------ PAGE TEXT
Originally posted August 2011
During the last eight years of overseeing 4th-6th grade ministry at NCCC,
I’ve had the parallel experience of watching my nieces and nephews grow
up from babies to preschool and elementary school-aged kids. Through
holiday visits, Skype, Facebook, and home videos I have been able to
glimpse pieces of their faith development, and it’s been fascinating.
I’ve observed prayers, Sunday school programs and songs, heard some
Bible stories retold, and picked up some nuggets that reflect their
young understanding of God’s big world and their place in it.
At the same time, I've witnessed each developmental stage and phase,
and laughed with the rest of my family as the kids move from one
obsession to the next. Blue, Dora, The Wiggles, Elmo, Spiderman,
cowboys, and the Disney princesses have all had their day. But soon,
each is eclipsed by the next favorite thing, and the old hero gets
passed down to the next-youngest sibling. At their houses, Santa Claus
is still alive and well at Christmas time. But this won’t last forever.
------------
------ DATASET EXCERPTS
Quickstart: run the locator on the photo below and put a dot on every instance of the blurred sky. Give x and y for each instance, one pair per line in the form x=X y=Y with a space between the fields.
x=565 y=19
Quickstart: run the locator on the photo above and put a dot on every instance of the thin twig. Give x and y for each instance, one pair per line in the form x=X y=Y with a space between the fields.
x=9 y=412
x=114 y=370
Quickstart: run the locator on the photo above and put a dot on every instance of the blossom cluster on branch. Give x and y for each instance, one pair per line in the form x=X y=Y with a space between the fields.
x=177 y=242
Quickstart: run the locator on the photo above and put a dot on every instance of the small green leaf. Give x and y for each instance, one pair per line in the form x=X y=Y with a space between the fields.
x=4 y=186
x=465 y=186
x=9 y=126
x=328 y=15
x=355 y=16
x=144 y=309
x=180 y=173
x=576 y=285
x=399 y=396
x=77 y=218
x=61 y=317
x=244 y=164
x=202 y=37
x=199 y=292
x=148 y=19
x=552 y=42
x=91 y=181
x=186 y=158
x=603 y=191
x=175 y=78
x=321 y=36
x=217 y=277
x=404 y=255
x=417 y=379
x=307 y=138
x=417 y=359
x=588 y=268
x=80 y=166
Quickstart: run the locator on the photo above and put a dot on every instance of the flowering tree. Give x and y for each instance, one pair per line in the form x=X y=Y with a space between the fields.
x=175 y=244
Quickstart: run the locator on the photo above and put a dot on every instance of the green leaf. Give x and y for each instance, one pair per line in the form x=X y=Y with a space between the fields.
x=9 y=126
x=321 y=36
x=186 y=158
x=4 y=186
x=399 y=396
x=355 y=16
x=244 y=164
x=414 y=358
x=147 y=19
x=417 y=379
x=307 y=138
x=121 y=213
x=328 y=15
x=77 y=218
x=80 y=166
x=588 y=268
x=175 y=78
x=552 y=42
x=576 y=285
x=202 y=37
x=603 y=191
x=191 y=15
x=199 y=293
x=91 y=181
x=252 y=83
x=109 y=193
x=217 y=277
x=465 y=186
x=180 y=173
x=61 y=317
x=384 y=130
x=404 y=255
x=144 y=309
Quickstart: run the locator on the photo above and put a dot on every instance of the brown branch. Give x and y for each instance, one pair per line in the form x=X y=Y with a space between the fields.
------------
§ **AIM**:
Write the next part of the reflection on children's faith development, picking up after its final sentence.

§ **WRITTEN REPLY**:
My hope, of course, is that their curiosity, interest, and affinity
for God as they grow up will never go the way of Elmo. And that is my
hope for your kid as well. It’s worth asking the question: Can kids
outgrow God? Can he lose his currency, becoming yesterday’s news, just
at the time when kids begin facing questions like, “Who am I?” and “What
was I created for?” and “What am I worth?” Too many adults attempt to
answer those questions with the very author of life shunted to the
sidelines.
We dare not let that happen.
Does God live in storybooks?
I am a fan of Bible storybooks for young kids. Our family had one,
and I still can recall “what Adam and Eve looked like,” and the
fierceness of God’s wrath represented by a red sky, and the wily Jacob
fooling his father into thinking he was Esau. Of course, those weren’t
true pictures, but some artist’s rendering. But to me, they were “real."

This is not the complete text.